→ **Assigned task**:
Give the listing again, word for word, and let no picture into it.

* * * * *

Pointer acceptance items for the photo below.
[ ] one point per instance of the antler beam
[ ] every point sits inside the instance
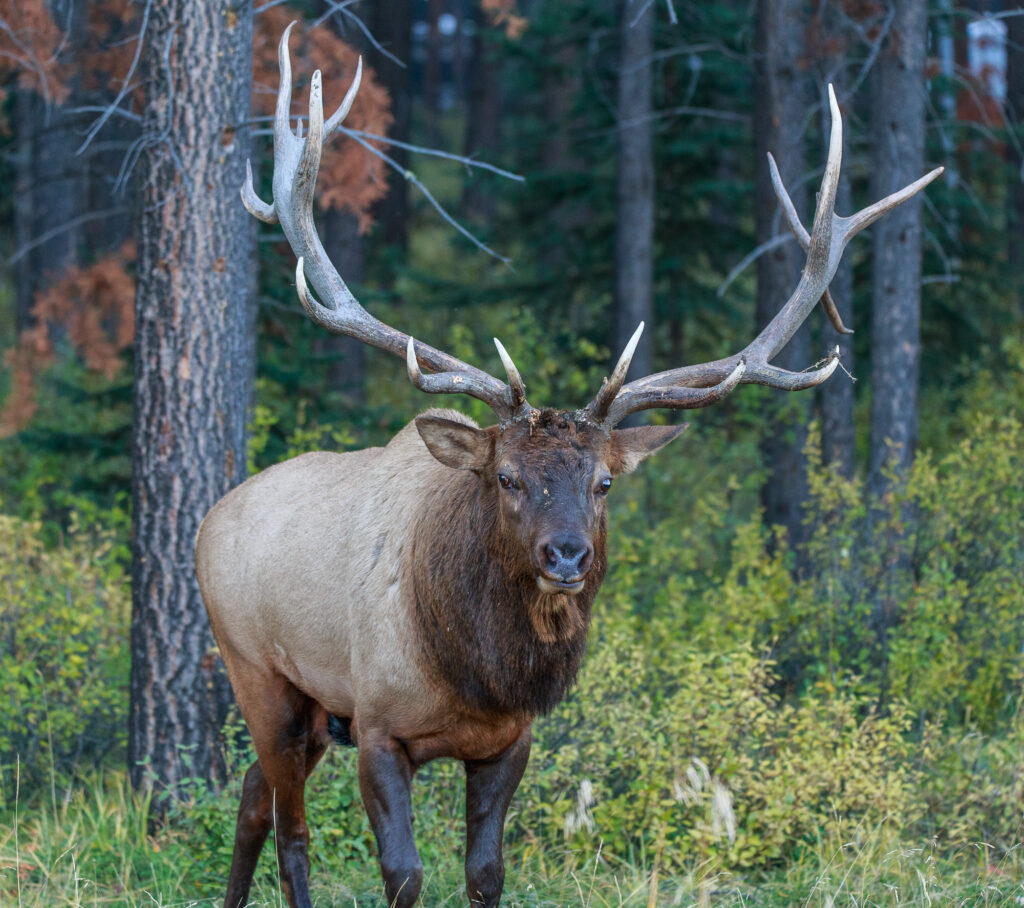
(296, 163)
(699, 385)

* * * * *

→ **Answer space**:
Pointer acceptance items for the photo below.
[ ] one point per instance of the antler beam
[ ] every point sits inside the instance
(296, 163)
(699, 385)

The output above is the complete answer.